___ Exercise passage

For an island roughly the size of Disney World, Fårö occupies mythic proportions in the minds of any cinephile who has ever considered a Film Forum membership. The adopted home of Ingmar Bergman, the windswept island is the site of some of the Swedish filmmaker's greatest works, including Through a Glass Darkly, Persona, and Scenes from a Marriage. That's not to mention the number of documentaries that explore Bergman's obsession with the island, including his own, Fårö Document (1970), and Swedish documentarian Marie Nyreröd's Bergman Island (2006), with which Mia Hansen-Løve’s newest feature, playing at the New York Film Festival this weekend, shares its name.

The fact that Bergman Island is actually the second movie to have such a title certainly isn't lost on Hansen-Løve, whose film is practically a scavenger's hunt of winks and nods to the legendary director. In it, Vicky Krieps and Tim Roth star as Chris and Tony, married filmmakers who travel together to Fårö for a writing residency at one of Bergman's old estates. Chris and Tony are both cinephiles, and the irony of sharing the bed from Scenes from a Marriage, "the film that made millions of people divorce," is not lost on them—though on the whole, they mostly seem content to leave the other to their own rhythms. Chris, however, is much younger than Tony (here one might find a parallel between Hansen-Løve and her own much older former partner, director Olivier Assayas), and as a result, more restless; writing doesn't come as easily to her, and she's not content simply hero-worshipping Bergman, instead questioning why his outlook was so bleak.

______
___ Recorded information

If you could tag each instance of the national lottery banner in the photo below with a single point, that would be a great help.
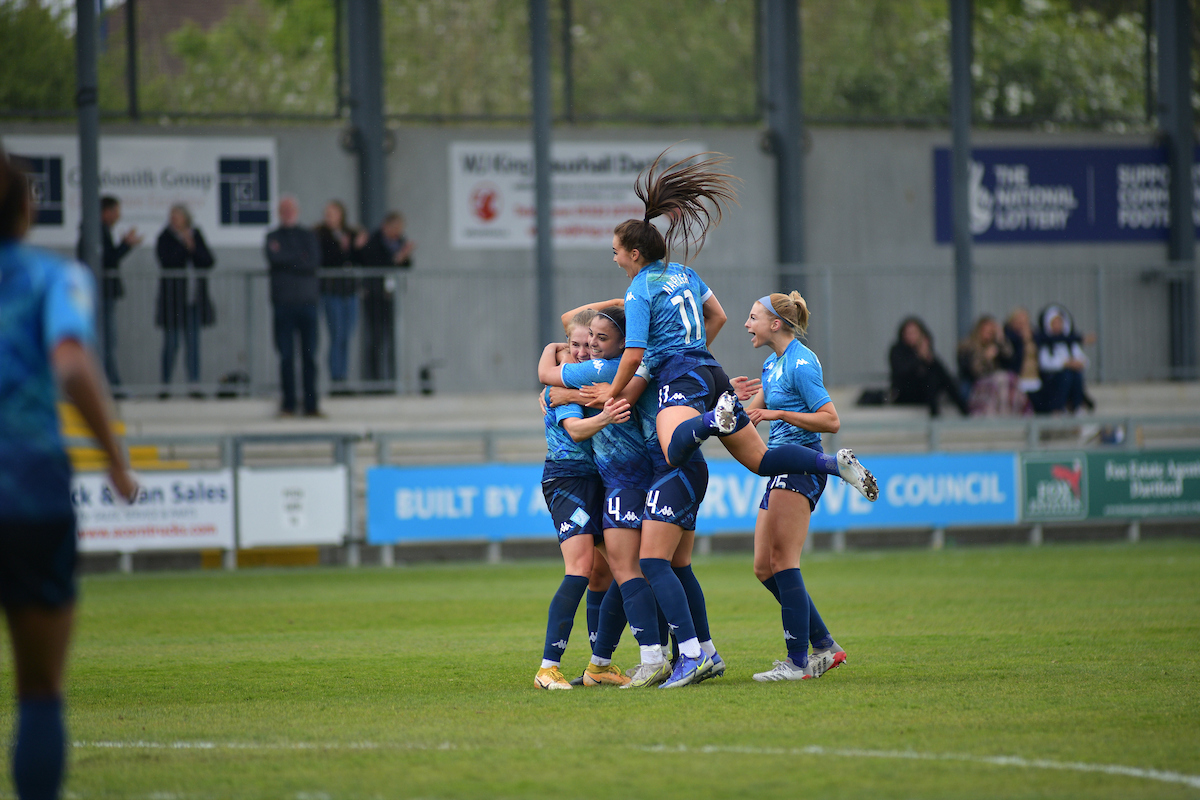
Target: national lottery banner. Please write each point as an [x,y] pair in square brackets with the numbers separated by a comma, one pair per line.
[502,501]
[227,184]
[1061,194]
[592,182]
[186,511]
[1069,486]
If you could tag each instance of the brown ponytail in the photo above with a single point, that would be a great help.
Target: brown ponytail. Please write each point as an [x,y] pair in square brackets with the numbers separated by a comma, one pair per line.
[793,310]
[679,192]
[13,199]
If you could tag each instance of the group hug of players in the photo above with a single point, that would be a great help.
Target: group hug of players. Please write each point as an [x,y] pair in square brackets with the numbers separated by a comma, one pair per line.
[631,395]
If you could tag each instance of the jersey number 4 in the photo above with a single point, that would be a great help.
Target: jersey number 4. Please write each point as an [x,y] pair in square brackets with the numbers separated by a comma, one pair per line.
[693,324]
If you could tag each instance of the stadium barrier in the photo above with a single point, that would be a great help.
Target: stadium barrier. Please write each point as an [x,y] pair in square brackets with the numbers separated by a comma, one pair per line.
[227,506]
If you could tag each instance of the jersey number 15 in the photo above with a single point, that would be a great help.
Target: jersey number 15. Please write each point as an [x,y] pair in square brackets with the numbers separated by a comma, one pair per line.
[689,325]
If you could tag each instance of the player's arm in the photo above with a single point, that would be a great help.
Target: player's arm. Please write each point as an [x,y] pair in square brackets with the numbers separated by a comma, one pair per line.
[82,384]
[561,396]
[714,318]
[823,420]
[594,306]
[580,428]
[549,372]
[630,360]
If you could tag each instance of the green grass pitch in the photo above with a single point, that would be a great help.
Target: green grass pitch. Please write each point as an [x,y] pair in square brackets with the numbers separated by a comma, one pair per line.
[1054,672]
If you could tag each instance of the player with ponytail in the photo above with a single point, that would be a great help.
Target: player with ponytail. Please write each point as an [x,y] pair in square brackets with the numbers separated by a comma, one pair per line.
[671,319]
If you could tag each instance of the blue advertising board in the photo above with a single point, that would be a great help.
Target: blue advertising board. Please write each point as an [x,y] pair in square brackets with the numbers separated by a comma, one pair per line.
[1061,194]
[498,501]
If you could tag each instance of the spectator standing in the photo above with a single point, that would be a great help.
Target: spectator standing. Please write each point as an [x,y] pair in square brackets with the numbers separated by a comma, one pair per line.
[340,245]
[294,256]
[387,247]
[113,288]
[918,376]
[984,361]
[46,324]
[1061,361]
[184,304]
[1024,362]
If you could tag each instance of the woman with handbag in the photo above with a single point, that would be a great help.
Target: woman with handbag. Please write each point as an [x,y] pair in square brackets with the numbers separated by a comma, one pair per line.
[184,305]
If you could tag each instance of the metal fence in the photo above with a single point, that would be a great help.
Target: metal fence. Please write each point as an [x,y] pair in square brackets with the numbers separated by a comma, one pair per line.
[468,330]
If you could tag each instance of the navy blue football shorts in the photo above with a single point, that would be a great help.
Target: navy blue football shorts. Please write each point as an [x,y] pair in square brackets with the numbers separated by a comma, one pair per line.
[623,509]
[700,389]
[37,563]
[676,495]
[575,505]
[810,486]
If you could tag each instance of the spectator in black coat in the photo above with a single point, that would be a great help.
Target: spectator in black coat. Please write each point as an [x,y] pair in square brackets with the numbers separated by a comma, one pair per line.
[387,247]
[340,245]
[184,304]
[918,376]
[1061,361]
[113,289]
[294,257]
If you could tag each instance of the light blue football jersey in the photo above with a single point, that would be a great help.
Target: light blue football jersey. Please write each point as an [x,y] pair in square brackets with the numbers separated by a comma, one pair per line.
[793,383]
[622,451]
[43,301]
[564,456]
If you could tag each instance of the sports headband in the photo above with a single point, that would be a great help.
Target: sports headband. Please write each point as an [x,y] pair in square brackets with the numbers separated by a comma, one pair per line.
[766,304]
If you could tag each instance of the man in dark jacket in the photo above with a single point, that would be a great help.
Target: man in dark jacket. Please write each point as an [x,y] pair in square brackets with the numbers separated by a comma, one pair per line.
[387,247]
[294,257]
[113,288]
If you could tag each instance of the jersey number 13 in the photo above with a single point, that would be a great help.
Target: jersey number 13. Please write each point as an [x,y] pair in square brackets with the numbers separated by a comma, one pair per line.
[693,324]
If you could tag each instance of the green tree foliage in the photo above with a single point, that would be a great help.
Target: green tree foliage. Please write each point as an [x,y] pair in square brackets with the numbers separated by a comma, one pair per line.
[36,58]
[267,55]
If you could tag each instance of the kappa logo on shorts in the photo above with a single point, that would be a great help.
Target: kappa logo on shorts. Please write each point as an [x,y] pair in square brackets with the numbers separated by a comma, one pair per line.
[245,191]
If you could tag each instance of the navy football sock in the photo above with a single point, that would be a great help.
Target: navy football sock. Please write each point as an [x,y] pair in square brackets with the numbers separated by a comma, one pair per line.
[671,596]
[795,601]
[688,437]
[817,631]
[641,611]
[790,459]
[594,600]
[772,587]
[40,751]
[562,615]
[695,600]
[612,623]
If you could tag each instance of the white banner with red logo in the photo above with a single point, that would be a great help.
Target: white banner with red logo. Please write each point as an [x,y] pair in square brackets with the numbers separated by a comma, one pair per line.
[492,190]
[174,511]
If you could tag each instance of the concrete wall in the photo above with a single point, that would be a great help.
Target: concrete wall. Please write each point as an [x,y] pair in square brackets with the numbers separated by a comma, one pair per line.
[870,240]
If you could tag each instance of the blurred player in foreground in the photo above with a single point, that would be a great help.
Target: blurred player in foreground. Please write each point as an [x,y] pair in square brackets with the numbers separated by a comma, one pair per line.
[792,396]
[46,325]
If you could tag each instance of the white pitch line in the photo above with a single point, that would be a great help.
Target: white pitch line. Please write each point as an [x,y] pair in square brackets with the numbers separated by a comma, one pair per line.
[1163,776]
[907,755]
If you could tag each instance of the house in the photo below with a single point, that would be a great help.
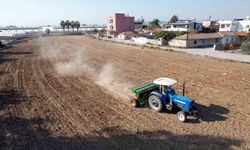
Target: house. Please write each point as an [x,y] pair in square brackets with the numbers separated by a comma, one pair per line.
[125,35]
[196,40]
[185,25]
[210,24]
[236,25]
[229,37]
[119,22]
[139,24]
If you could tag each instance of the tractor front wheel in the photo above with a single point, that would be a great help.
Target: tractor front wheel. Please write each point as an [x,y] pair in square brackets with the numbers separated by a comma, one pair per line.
[182,116]
[155,103]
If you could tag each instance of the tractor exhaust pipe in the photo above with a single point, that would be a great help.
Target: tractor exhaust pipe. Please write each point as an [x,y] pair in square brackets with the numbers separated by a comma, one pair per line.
[183,88]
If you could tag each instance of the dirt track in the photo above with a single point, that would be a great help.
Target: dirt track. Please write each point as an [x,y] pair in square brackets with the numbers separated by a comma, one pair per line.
[43,108]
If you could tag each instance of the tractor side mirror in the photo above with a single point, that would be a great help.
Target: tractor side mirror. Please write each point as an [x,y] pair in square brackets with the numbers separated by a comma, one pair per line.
[183,88]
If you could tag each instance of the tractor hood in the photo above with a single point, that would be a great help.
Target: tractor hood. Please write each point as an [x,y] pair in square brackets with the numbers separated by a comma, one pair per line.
[181,99]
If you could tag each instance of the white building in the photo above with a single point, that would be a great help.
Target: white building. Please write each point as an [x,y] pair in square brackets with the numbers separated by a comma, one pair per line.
[205,39]
[238,25]
[185,25]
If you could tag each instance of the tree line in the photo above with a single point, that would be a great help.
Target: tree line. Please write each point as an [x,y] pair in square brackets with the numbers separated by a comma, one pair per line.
[67,24]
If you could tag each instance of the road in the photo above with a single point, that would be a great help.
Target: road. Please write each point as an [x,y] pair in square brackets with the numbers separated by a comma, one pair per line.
[71,92]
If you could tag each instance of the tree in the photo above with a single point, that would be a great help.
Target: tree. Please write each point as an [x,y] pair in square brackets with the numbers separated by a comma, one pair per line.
[62,24]
[67,24]
[1,44]
[78,25]
[174,19]
[73,24]
[155,23]
[47,31]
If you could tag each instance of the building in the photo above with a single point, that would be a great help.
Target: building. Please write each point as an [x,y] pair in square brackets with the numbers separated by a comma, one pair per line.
[125,35]
[139,24]
[236,25]
[207,39]
[229,37]
[185,25]
[119,22]
[196,40]
[210,24]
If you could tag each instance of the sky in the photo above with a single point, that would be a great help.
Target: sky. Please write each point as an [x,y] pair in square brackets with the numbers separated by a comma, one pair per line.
[51,12]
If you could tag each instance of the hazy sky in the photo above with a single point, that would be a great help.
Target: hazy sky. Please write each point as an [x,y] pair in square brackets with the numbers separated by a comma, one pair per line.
[51,12]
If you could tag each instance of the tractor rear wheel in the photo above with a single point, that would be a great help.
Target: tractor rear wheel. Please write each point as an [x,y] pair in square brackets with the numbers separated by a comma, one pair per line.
[155,103]
[182,116]
[134,103]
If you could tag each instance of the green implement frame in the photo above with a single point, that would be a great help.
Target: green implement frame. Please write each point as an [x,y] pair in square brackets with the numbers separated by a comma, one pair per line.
[142,92]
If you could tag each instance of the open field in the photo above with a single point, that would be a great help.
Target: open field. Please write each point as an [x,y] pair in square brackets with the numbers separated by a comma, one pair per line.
[71,93]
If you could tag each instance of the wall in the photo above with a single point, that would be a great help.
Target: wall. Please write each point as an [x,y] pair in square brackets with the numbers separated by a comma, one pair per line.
[202,42]
[232,25]
[144,40]
[229,39]
[177,43]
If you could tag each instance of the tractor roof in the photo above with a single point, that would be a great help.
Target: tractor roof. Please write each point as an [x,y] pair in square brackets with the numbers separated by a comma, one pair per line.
[165,81]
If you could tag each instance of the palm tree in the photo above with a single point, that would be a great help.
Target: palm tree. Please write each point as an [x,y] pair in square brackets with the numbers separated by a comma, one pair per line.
[73,25]
[67,24]
[63,24]
[78,25]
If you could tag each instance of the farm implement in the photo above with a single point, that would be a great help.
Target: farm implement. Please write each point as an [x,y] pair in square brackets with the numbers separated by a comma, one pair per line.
[160,95]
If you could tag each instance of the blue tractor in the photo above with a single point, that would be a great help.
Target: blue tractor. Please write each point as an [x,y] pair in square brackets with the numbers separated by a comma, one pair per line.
[159,94]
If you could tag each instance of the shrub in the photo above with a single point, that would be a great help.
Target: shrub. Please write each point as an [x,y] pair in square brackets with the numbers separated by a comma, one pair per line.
[245,47]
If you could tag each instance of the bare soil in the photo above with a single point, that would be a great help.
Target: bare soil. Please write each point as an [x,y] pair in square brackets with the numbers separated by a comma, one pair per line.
[43,109]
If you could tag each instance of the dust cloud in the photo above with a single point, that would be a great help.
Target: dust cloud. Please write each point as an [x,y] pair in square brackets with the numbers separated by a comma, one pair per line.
[108,79]
[72,61]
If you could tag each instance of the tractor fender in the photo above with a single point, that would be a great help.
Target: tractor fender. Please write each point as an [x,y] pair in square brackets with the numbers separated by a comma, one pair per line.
[161,96]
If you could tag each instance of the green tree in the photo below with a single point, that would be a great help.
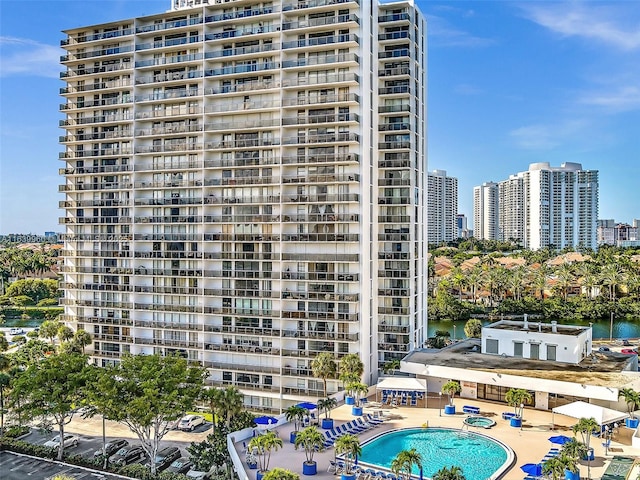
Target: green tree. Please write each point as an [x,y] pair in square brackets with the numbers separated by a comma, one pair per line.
[264,444]
[586,427]
[50,389]
[324,367]
[295,414]
[349,446]
[450,389]
[311,440]
[280,474]
[473,328]
[518,398]
[145,393]
[351,368]
[449,473]
[632,398]
[402,465]
[326,404]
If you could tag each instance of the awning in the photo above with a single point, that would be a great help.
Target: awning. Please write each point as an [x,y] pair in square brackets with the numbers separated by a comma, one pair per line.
[602,415]
[402,383]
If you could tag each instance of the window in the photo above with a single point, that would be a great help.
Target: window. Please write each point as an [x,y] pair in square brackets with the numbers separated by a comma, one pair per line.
[535,351]
[517,349]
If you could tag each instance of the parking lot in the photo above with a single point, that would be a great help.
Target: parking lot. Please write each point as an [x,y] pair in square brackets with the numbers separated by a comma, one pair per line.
[89,433]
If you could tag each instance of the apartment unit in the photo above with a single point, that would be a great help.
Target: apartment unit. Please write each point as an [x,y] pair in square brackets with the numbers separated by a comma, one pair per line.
[544,206]
[442,207]
[244,186]
[485,211]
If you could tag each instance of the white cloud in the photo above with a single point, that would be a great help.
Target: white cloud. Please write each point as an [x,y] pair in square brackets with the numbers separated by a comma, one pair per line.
[25,57]
[441,33]
[619,99]
[604,23]
[547,137]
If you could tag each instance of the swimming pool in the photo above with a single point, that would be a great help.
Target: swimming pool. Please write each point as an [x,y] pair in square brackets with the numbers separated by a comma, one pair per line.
[479,456]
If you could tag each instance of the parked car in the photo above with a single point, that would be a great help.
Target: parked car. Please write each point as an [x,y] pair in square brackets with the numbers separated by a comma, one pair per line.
[165,457]
[181,465]
[127,455]
[189,422]
[112,447]
[70,440]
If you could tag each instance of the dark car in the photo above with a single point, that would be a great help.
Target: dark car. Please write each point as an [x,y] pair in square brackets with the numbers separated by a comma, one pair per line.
[127,455]
[166,457]
[181,465]
[112,447]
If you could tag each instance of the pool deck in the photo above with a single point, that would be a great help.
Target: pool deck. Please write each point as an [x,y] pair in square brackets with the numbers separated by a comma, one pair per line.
[530,443]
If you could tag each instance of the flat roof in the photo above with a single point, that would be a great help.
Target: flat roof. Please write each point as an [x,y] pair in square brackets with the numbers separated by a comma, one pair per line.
[537,326]
[600,368]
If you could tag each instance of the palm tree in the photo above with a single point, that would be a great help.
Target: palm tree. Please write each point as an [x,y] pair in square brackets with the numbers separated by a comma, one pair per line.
[295,414]
[326,404]
[517,398]
[324,367]
[349,446]
[280,474]
[452,473]
[402,464]
[311,440]
[451,388]
[587,427]
[264,444]
[632,398]
[351,368]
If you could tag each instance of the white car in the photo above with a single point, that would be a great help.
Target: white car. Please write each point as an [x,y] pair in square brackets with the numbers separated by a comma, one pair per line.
[70,440]
[189,422]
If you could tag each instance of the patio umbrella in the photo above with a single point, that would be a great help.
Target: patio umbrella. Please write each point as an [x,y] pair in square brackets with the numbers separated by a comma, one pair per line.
[534,469]
[265,420]
[560,439]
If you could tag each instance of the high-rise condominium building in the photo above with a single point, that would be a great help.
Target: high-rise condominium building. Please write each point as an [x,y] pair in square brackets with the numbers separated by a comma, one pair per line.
[485,211]
[244,186]
[549,206]
[442,207]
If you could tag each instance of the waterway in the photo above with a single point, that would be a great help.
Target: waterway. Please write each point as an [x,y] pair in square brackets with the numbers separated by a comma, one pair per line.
[601,329]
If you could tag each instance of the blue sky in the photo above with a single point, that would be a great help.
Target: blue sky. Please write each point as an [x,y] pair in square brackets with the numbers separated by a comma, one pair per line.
[510,83]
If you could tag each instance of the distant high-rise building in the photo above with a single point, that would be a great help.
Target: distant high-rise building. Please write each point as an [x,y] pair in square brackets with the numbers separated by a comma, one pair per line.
[485,211]
[461,226]
[548,206]
[245,185]
[442,207]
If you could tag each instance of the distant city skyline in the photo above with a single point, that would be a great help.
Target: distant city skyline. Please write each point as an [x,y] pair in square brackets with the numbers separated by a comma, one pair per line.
[509,84]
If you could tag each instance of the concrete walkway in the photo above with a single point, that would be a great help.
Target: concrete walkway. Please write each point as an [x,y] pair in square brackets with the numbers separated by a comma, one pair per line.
[530,443]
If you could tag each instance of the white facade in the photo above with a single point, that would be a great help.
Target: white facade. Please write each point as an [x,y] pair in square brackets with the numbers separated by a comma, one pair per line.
[537,341]
[485,211]
[245,184]
[442,207]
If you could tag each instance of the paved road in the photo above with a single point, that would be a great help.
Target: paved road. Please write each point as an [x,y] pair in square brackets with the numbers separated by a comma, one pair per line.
[15,467]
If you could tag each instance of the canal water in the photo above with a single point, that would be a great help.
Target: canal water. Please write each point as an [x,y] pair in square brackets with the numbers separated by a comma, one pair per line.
[621,328]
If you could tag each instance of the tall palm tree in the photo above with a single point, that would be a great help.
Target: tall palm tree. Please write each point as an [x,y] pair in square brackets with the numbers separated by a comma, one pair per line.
[402,465]
[451,473]
[324,366]
[264,444]
[586,427]
[349,446]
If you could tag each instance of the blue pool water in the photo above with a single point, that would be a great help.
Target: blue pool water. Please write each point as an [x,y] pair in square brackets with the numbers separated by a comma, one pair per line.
[479,457]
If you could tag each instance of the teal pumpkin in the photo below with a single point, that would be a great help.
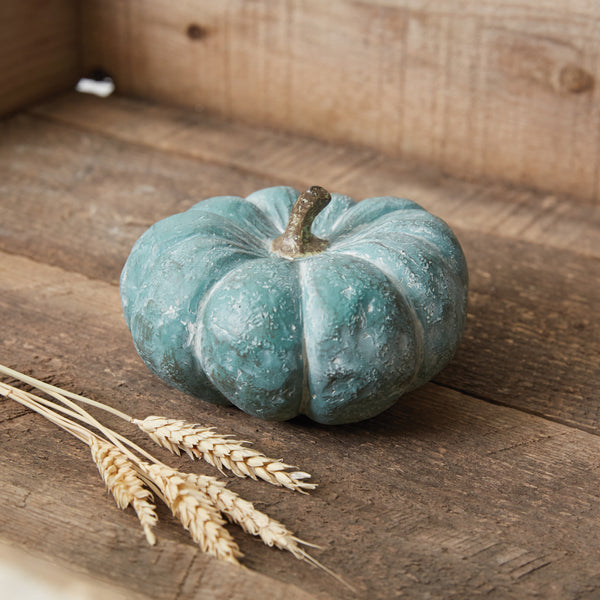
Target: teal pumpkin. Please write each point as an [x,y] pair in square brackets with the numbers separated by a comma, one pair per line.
[334,322]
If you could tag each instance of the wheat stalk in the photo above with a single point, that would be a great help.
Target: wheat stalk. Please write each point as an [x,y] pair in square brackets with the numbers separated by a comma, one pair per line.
[196,500]
[197,442]
[195,511]
[251,520]
[221,452]
[123,481]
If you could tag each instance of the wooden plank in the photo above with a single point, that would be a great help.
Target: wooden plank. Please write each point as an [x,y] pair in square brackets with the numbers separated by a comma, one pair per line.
[482,89]
[39,50]
[443,496]
[488,208]
[53,500]
[27,574]
[530,342]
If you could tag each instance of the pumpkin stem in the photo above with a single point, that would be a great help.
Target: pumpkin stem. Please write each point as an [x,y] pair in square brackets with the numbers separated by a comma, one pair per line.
[297,240]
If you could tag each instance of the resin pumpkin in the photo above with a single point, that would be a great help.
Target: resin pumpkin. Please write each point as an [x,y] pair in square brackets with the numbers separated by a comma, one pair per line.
[248,301]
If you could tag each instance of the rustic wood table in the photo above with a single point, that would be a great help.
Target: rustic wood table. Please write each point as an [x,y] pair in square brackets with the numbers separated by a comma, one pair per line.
[485,481]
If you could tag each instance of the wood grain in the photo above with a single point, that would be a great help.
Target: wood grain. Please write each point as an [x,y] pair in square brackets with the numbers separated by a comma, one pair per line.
[531,340]
[40,52]
[450,497]
[547,219]
[486,89]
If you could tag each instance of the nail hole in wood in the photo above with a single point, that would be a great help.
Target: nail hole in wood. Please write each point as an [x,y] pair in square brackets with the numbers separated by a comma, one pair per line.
[195,32]
[575,80]
[97,82]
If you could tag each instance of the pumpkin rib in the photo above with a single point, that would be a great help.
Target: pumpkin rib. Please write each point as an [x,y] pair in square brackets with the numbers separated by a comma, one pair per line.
[365,219]
[230,359]
[306,396]
[432,247]
[402,291]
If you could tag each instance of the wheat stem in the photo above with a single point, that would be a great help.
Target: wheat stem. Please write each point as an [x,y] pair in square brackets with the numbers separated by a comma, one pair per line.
[51,390]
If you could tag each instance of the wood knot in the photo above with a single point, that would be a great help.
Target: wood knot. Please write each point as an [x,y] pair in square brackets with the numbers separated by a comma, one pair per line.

______

▸ Work order:
Continue the review of Bergman Island from its last sentence. The items play no part in what is asked here.

▸ Answer for the task:
The film evolves into a nesting box when Chris begins working on her own Fårö-set script, and her screenplay takes over as the main story (starring Mia Wasikowska and Anders Danielsen Lie). Hansen-Løve's playful composition seems eager to explore Chris's question, if one can take a more hopeful view of the rugged landscape that also inspired some of Bergman's most tortured films. The charming result will delight optimists and Bergman diehards both.